**Goal of the exercise**
Write out all the records exactly, and keep any images out.

**Given data**
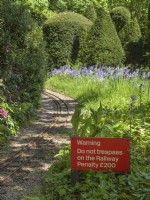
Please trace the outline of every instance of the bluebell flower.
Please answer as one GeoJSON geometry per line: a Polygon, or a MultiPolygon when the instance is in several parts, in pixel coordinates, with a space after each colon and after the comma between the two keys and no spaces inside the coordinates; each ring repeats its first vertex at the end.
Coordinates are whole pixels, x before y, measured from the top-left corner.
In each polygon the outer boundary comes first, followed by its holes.
{"type": "Polygon", "coordinates": [[[133,102],[133,101],[135,101],[136,100],[136,96],[135,95],[132,95],[131,96],[131,101],[133,102]]]}
{"type": "MultiPolygon", "coordinates": [[[[135,71],[131,71],[131,68],[128,66],[125,67],[107,67],[107,66],[102,66],[98,68],[98,65],[94,66],[83,66],[80,69],[72,68],[69,65],[64,65],[61,66],[60,68],[57,69],[52,69],[51,72],[48,73],[48,75],[53,75],[53,74],[59,74],[59,75],[69,75],[73,77],[80,77],[80,76],[93,76],[96,78],[99,78],[100,80],[105,80],[106,78],[110,79],[117,79],[117,78],[123,78],[127,80],[128,78],[132,77],[137,77],[139,75],[140,70],[136,69],[135,71]]],[[[150,72],[146,73],[143,72],[142,77],[149,78],[150,77],[150,72]]],[[[146,86],[145,83],[142,83],[138,85],[139,87],[146,86]]]]}

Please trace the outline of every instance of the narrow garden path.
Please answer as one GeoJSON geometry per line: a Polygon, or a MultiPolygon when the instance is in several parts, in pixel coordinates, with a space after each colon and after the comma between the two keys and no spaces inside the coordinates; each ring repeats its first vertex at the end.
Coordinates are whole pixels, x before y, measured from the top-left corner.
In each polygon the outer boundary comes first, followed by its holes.
{"type": "Polygon", "coordinates": [[[0,149],[0,200],[20,200],[42,188],[42,177],[55,162],[55,154],[70,143],[75,101],[45,90],[37,120],[0,149]]]}

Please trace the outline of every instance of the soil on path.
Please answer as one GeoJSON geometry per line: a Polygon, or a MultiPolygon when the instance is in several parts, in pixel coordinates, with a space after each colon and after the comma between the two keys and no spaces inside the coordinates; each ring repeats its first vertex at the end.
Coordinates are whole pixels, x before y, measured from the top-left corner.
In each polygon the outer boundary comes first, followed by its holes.
{"type": "MultiPolygon", "coordinates": [[[[0,200],[20,200],[22,196],[32,194],[36,189],[39,191],[42,188],[43,176],[46,175],[48,168],[56,160],[54,157],[55,154],[64,145],[70,143],[69,136],[64,134],[64,132],[71,131],[72,129],[70,120],[74,111],[75,101],[62,94],[49,90],[46,91],[63,100],[68,107],[68,111],[61,105],[61,114],[53,129],[49,129],[50,131],[44,133],[44,138],[42,138],[39,144],[32,144],[27,153],[28,155],[22,154],[21,159],[23,159],[23,156],[33,156],[37,150],[39,152],[32,158],[31,162],[27,163],[17,172],[17,175],[12,176],[5,185],[0,186],[0,200]],[[62,126],[65,126],[63,133],[62,129],[60,129],[62,126]]],[[[37,120],[31,122],[27,128],[20,131],[7,147],[0,149],[0,166],[8,158],[30,143],[31,140],[36,138],[42,130],[46,129],[53,122],[57,114],[56,101],[43,95],[42,107],[38,112],[37,120]]],[[[14,165],[17,164],[14,163],[14,165]]],[[[0,172],[0,179],[3,178],[5,178],[4,171],[0,172]]]]}

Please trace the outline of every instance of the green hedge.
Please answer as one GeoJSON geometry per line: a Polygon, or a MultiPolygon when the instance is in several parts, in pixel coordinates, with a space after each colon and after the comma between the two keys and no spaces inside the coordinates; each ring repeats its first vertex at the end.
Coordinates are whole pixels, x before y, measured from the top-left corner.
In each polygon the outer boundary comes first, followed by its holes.
{"type": "Polygon", "coordinates": [[[47,41],[49,68],[76,61],[80,37],[91,25],[90,20],[73,12],[60,13],[45,23],[43,30],[47,41]]]}
{"type": "Polygon", "coordinates": [[[97,17],[97,14],[95,12],[95,9],[94,9],[94,6],[93,4],[91,3],[90,5],[87,6],[86,10],[85,10],[85,13],[84,13],[84,16],[88,19],[90,19],[92,22],[95,21],[96,17],[97,17]]]}
{"type": "Polygon", "coordinates": [[[140,64],[142,62],[143,45],[140,26],[136,18],[130,19],[119,32],[119,38],[126,53],[126,64],[140,64]]]}
{"type": "Polygon", "coordinates": [[[127,23],[130,22],[131,14],[125,7],[113,8],[110,16],[115,24],[117,31],[120,31],[127,23]]]}
{"type": "Polygon", "coordinates": [[[124,50],[109,14],[99,11],[82,47],[80,60],[89,65],[118,65],[124,60],[124,50]]]}
{"type": "Polygon", "coordinates": [[[125,64],[142,62],[143,45],[139,23],[125,7],[116,7],[110,12],[118,36],[126,53],[125,64]]]}
{"type": "Polygon", "coordinates": [[[1,69],[7,101],[30,102],[37,107],[47,74],[47,54],[42,29],[28,5],[2,0],[0,19],[1,69]]]}
{"type": "Polygon", "coordinates": [[[143,44],[139,23],[136,18],[131,19],[127,28],[127,43],[124,45],[126,64],[139,65],[142,63],[143,44]]]}

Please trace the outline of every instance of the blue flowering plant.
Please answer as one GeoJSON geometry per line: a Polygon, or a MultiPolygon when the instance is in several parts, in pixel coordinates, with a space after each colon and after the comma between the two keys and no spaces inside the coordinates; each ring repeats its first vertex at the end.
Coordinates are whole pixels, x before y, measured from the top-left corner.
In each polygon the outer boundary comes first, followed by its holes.
{"type": "Polygon", "coordinates": [[[61,66],[60,68],[54,68],[49,73],[49,76],[54,75],[65,75],[65,76],[71,76],[71,77],[85,77],[85,76],[92,76],[94,78],[99,79],[100,81],[103,81],[107,78],[111,80],[115,80],[118,78],[123,78],[126,80],[129,80],[131,78],[137,78],[139,75],[143,79],[150,78],[150,71],[148,72],[142,72],[140,69],[132,70],[130,67],[107,67],[102,66],[99,68],[97,65],[95,66],[82,66],[81,68],[77,69],[75,67],[71,67],[69,65],[61,66]]]}

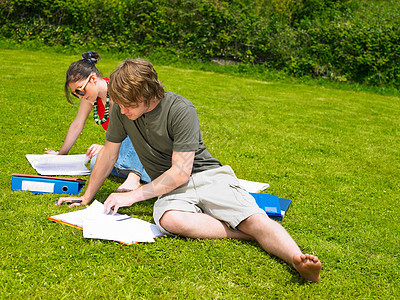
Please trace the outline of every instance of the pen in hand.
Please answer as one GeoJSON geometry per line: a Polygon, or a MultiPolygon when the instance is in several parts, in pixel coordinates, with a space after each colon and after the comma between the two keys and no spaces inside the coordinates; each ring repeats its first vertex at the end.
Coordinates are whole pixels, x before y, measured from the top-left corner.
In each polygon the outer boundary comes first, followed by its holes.
{"type": "Polygon", "coordinates": [[[65,201],[65,203],[68,204],[68,205],[70,205],[72,203],[82,203],[82,200],[78,200],[78,199],[76,199],[76,200],[68,200],[68,201],[65,201]]]}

**Response to the task**
Please trace the outline of every instance of the bluebell flower.
Please answer as one GeoJSON geometry per line: a Polygon, or a MultiPolygon when the instance is in several parts, in pixel coordinates, with a space after each colon and after the comma between the two keys and no spaces inside the coordinates; each ring repeats its first vertex at the end.
Coordinates are whole pixels, x before y, measured from the top-left corner.
In each polygon the outer boundary comes first, followed by its holes.
{"type": "Polygon", "coordinates": [[[133,102],[133,101],[135,101],[136,100],[136,96],[135,95],[132,95],[131,96],[131,101],[133,102]]]}
{"type": "MultiPolygon", "coordinates": [[[[135,71],[131,71],[131,68],[128,66],[125,67],[107,67],[107,66],[102,66],[98,68],[98,65],[94,66],[83,66],[80,69],[72,68],[69,65],[64,65],[61,66],[60,68],[57,69],[52,69],[51,72],[48,73],[48,75],[53,75],[53,74],[59,74],[59,75],[69,75],[73,77],[80,77],[80,76],[93,76],[96,78],[99,78],[100,80],[105,80],[106,78],[110,79],[117,79],[117,78],[123,78],[127,80],[128,78],[132,77],[137,77],[139,75],[140,70],[136,69],[135,71]]],[[[150,72],[146,73],[143,72],[142,77],[149,78],[150,77],[150,72]]],[[[146,86],[145,83],[142,83],[138,85],[139,87],[146,86]]]]}

Please trace the outline of every instance of the narrow garden path.
Please answer as one GeoJSON geometry per line: a Polygon, or a MultiPolygon when the instance is in several parts, in pixel coordinates, with a space after each colon and after the comma between the two keys and no spaces inside the coordinates; each ring repeats its first vertex at the end.
Coordinates are whole pixels, x before y, measured from the top-left corner.
In each polygon the outer boundary comes first, followed by its holes.
{"type": "Polygon", "coordinates": [[[0,149],[0,200],[20,200],[42,188],[42,177],[55,162],[55,154],[70,143],[75,101],[45,90],[37,120],[0,149]]]}

Please trace the outline of every instance of the soil on path.
Please answer as one GeoJSON geometry per line: a Polygon, or a MultiPolygon when the instance is in several parts, in pixel coordinates, with a space after each colon and after the comma between the two keys and no spaces inside the coordinates; each ring repeats its first vertex at the end.
Coordinates are whole pixels, x before y, measured from the top-left corner.
In each polygon the outer boundary comes first, followed by its holes.
{"type": "MultiPolygon", "coordinates": [[[[0,200],[20,200],[22,196],[32,194],[36,189],[39,191],[42,188],[43,176],[46,175],[48,168],[56,160],[54,157],[55,154],[64,145],[70,143],[69,136],[64,134],[64,132],[71,131],[72,129],[70,120],[74,111],[75,101],[62,94],[49,90],[46,91],[63,100],[68,107],[68,111],[61,105],[61,114],[53,129],[49,129],[50,131],[44,133],[44,138],[42,138],[39,144],[32,144],[27,153],[28,155],[22,154],[21,159],[23,159],[23,156],[33,156],[37,150],[39,152],[32,158],[31,162],[27,163],[17,172],[17,175],[12,176],[5,185],[0,186],[0,200]],[[62,126],[65,126],[63,133],[62,129],[60,129],[62,126]]],[[[37,120],[31,122],[27,128],[20,131],[7,147],[0,149],[0,166],[8,158],[30,143],[31,140],[36,138],[42,130],[46,129],[53,122],[57,114],[56,101],[43,95],[42,107],[38,112],[37,120]]],[[[14,165],[17,164],[14,163],[14,165]]],[[[0,172],[0,179],[3,178],[5,178],[4,171],[0,172]]]]}

Please trace the outline of every instance of the green hedge.
Please answer as one GeoJSON geometry per line: a Polygon, or a MultiPolygon when the instance is in several parts, in pixel coordinates, with a space after each colon and after the comma between the two keys and no spaces inside the coordinates; each ring repeats its first vertex at the end.
Coordinates are whole pixels, x before y, measured from the top-left corner.
In each polygon the outer boundary comes first, followed by its holes.
{"type": "Polygon", "coordinates": [[[47,41],[49,68],[76,61],[80,37],[91,25],[90,20],[73,12],[60,13],[45,23],[43,30],[47,41]]]}
{"type": "Polygon", "coordinates": [[[97,17],[97,14],[95,12],[95,9],[94,9],[94,6],[93,4],[91,3],[90,5],[87,6],[86,10],[85,10],[85,13],[84,13],[84,16],[88,19],[90,19],[92,22],[95,21],[96,17],[97,17]]]}
{"type": "Polygon", "coordinates": [[[140,64],[142,62],[143,45],[140,26],[136,18],[130,19],[119,32],[119,38],[126,53],[126,64],[140,64]]]}
{"type": "Polygon", "coordinates": [[[127,23],[130,22],[131,14],[125,7],[113,8],[110,16],[115,24],[117,31],[120,31],[127,23]]]}
{"type": "Polygon", "coordinates": [[[124,50],[109,14],[99,11],[82,47],[80,60],[89,65],[118,65],[124,60],[124,50]]]}
{"type": "Polygon", "coordinates": [[[125,64],[142,62],[143,45],[139,23],[125,7],[116,7],[110,12],[118,36],[126,53],[125,64]]]}
{"type": "Polygon", "coordinates": [[[1,69],[7,101],[30,102],[37,107],[47,74],[47,54],[42,29],[28,5],[2,0],[0,19],[1,69]]]}
{"type": "Polygon", "coordinates": [[[143,44],[139,23],[136,18],[131,19],[127,28],[127,43],[124,45],[126,64],[139,65],[142,63],[143,44]]]}

Please trace the outline of every instance of the blue flowering plant.
Please answer as one GeoJSON geometry per line: a Polygon, or a MultiPolygon when the instance is in several parts, in pixel coordinates, with a space after each colon and after the comma between the two keys and no spaces inside the coordinates; each ring repeats its first vertex at the end.
Coordinates are whole pixels, x before y, measured from the top-left corner.
In each polygon the outer boundary comes first, followed by its holes.
{"type": "Polygon", "coordinates": [[[61,66],[60,68],[54,68],[49,73],[49,76],[54,75],[65,75],[65,76],[71,76],[71,77],[85,77],[85,76],[92,76],[94,78],[99,79],[100,81],[103,81],[107,78],[111,80],[115,80],[118,78],[123,78],[126,80],[129,80],[131,78],[137,78],[139,75],[143,79],[150,78],[150,71],[148,72],[142,72],[140,69],[132,70],[130,67],[107,67],[102,66],[99,68],[97,65],[95,66],[82,66],[81,68],[77,69],[75,67],[71,67],[69,65],[61,66]]]}

Please trace the outline of every instance of the pen in hand.
Please answer as one GeoJSON geometry per line: a Polygon, or a MultiPolygon when the instance is in several parts, in pixel coordinates, with a space after each colon and after the comma between the two keys and no spaces inside the coordinates; each ring repeats its first vertex at the end.
Coordinates are whole pixels, x before y, measured from the top-left corner.
In each polygon the outer boundary comes first, followed by its holes.
{"type": "Polygon", "coordinates": [[[65,201],[65,203],[68,204],[68,205],[70,205],[72,203],[82,203],[82,200],[78,200],[78,199],[76,199],[76,200],[68,200],[68,201],[65,201]]]}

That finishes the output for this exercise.